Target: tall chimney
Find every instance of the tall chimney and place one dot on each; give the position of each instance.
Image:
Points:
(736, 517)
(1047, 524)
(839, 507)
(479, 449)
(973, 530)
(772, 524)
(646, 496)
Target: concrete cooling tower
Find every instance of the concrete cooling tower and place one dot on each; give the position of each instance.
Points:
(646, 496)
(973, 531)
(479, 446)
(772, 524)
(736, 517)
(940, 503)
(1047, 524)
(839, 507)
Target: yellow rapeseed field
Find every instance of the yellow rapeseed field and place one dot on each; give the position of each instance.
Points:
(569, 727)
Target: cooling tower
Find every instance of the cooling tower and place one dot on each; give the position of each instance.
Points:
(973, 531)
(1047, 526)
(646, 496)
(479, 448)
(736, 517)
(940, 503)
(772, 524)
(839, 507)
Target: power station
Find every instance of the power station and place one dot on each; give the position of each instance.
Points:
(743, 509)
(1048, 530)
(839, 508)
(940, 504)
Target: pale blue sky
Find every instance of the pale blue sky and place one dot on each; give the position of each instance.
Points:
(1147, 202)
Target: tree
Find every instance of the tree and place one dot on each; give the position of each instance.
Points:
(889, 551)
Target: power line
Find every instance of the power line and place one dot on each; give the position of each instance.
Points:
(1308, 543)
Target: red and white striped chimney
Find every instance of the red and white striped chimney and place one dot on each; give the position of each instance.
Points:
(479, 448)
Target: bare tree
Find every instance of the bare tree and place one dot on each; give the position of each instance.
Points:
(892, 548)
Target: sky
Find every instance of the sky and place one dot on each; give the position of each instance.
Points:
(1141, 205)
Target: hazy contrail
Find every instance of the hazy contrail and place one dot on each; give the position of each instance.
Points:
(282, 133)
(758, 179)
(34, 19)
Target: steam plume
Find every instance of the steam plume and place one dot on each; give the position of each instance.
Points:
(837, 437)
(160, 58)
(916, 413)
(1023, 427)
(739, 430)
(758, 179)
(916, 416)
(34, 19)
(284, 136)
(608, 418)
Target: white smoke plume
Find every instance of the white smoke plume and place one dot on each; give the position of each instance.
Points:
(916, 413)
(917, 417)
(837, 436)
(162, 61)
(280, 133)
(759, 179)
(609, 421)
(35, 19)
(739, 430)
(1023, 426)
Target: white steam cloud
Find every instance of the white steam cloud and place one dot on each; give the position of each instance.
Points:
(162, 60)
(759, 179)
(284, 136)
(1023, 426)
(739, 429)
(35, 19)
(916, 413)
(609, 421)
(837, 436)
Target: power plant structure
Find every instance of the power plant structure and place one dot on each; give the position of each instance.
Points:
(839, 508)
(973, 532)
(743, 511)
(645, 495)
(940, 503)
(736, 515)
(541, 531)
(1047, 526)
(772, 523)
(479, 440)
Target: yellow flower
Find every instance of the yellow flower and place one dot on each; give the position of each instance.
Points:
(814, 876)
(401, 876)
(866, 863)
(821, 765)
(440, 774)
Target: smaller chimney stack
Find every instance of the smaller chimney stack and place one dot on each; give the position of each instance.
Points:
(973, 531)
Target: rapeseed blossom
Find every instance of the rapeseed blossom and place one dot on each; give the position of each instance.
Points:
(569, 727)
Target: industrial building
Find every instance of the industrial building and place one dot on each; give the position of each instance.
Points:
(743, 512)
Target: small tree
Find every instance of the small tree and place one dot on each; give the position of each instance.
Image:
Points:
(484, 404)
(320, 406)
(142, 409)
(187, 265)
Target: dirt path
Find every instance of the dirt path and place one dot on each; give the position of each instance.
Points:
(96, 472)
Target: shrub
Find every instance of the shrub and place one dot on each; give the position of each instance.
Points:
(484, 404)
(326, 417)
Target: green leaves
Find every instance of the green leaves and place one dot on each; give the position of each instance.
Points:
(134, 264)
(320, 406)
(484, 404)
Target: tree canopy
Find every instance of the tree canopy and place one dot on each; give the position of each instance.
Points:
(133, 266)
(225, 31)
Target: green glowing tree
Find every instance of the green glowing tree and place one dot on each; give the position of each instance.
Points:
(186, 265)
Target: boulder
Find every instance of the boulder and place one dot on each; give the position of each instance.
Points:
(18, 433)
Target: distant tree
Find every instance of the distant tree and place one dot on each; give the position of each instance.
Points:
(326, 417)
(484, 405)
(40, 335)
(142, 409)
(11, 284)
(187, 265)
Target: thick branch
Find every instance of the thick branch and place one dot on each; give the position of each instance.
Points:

-------

• _Desafío_
Copia estas líneas tal cual, abarcando todos los datos.

• _Problema resuelto_
Target: tall chimney
Find every instance of the tall chimney and place one dot on each; give the position of each instance.
Image:
Points:
(736, 517)
(1047, 524)
(839, 507)
(479, 449)
(973, 530)
(772, 524)
(646, 496)
Target: concrete cooling tower
Find every instance of the concrete cooling tower and place one dot on each; give the position of each instance.
Points:
(646, 496)
(973, 531)
(479, 446)
(772, 524)
(736, 517)
(940, 503)
(1047, 524)
(839, 507)
Target: yellow rapeseed field
Find every instance of the yellow rapeseed field and place one dot on each; give the position of each instance.
Points:
(569, 727)
Target: cooling tower
Find every instance of the cooling tower and place one dot on each; give the position of each instance.
Points:
(973, 531)
(1047, 526)
(646, 496)
(479, 448)
(736, 517)
(940, 503)
(772, 524)
(839, 507)
Target: power station
Find every instance of the power station and place one dot on each; give the position of each instance.
Points:
(743, 509)
(1048, 530)
(839, 508)
(940, 504)
Target: pale blue sky
Find every instance of the pale blue sky and place one dot on each; give the position of each instance.
Points:
(1147, 202)
Target: tree
Find every instance of the tree and place one dot on each; give the position of each instance.
Points:
(889, 551)
Target: power line
Find every instance of the power line and place one dot on each; give the position of each instance.
Points:
(1308, 543)
Target: red and white striped chimney
Find every instance of the red and white striped chimney and place one dot on each; give the position of each instance.
Points:
(479, 448)
Target: bare tree
Find every instance of the bare tree and place one dot on each; give the position of each instance.
Points:
(892, 548)
Target: sky
Find every instance of the sky and place one dot on each; give the position of each instance.
Points:
(1141, 205)
Target: hazy contrail
Find every instance of the hazy contrail and place one dot on each; give the position of each instance.
Points:
(282, 133)
(758, 179)
(34, 19)
Target: steam plume
Find every instance of the steam plume and place one dot on each; give the position of each instance.
Points:
(837, 437)
(160, 58)
(916, 413)
(1023, 427)
(739, 430)
(758, 179)
(916, 416)
(34, 19)
(284, 136)
(608, 418)
Target: white smoke plume
Find every instance of the white smoke plume and place one dot on each; give the position of each instance.
Points:
(916, 413)
(917, 417)
(837, 436)
(162, 61)
(280, 133)
(759, 179)
(609, 421)
(35, 19)
(739, 430)
(1023, 426)
Target: white steam cloud
Find every instance of the white steam cloud and place one dot on each; give the position of each instance.
Points:
(162, 60)
(759, 179)
(284, 136)
(1023, 426)
(739, 429)
(35, 19)
(916, 413)
(609, 421)
(837, 436)
Target: power plant structure
Find every instance of the power plant structure and place one dot on each; give the position of each instance.
Points:
(839, 508)
(973, 532)
(743, 511)
(645, 495)
(940, 503)
(736, 515)
(541, 531)
(1047, 526)
(772, 523)
(479, 440)
Target: yellow flower
Find every instance of the yellow flower and place one dot on each; give the position of each instance.
Points:
(814, 876)
(401, 876)
(866, 863)
(821, 765)
(440, 774)
Target: smaller chimney stack
Find every instance of the smaller chimney stack and place one dot on each; give the position of each instance.
Points:
(973, 531)
Target: rapeseed blossom
Find every instance of the rapeseed blossom and place one dot on each; give the position of each instance.
Points:
(569, 727)
Target: industrial building
Find every instance of the industrial building and place one dot on each; give the position of each instance.
Points:
(743, 512)
Target: small tree
Find every instance of the small tree and place one dot on each; give the position of each instance.
Image:
Points:
(484, 404)
(320, 406)
(142, 409)
(187, 265)
Target: dirt path
Find every instance of the dirt path and place one dot on each; give the position of each instance.
Points:
(96, 472)
Target: shrub
Find every instance of the shrub and place one dot on each; give the position of each instance.
Points:
(484, 404)
(326, 417)
Target: green leaves
Find every instance of the green leaves and place one dot on each; give the position of each instance.
Points:
(134, 264)
(320, 406)
(484, 404)
Target: tree canopy
Find every instance of the tree canopy and place one dot on each; give the position of each instance.
Points:
(133, 266)
(225, 31)
Target: green glowing tree
Find every instance of the green glowing tree and place one dot on each; give the position of each instance.
Points:
(186, 265)
Target: boulder
Find every instance of the boulder and place one dot on each; give the position of each instance.
Points:
(18, 433)
Target: distant tree
Find every instance of the distant tree and place one dot on each; give the position of each instance.
Points:
(326, 417)
(484, 405)
(40, 335)
(142, 409)
(11, 284)
(187, 265)
Target: thick branch
Find every instance of the thick branch and place one dot on each; give the position of each instance.
Points:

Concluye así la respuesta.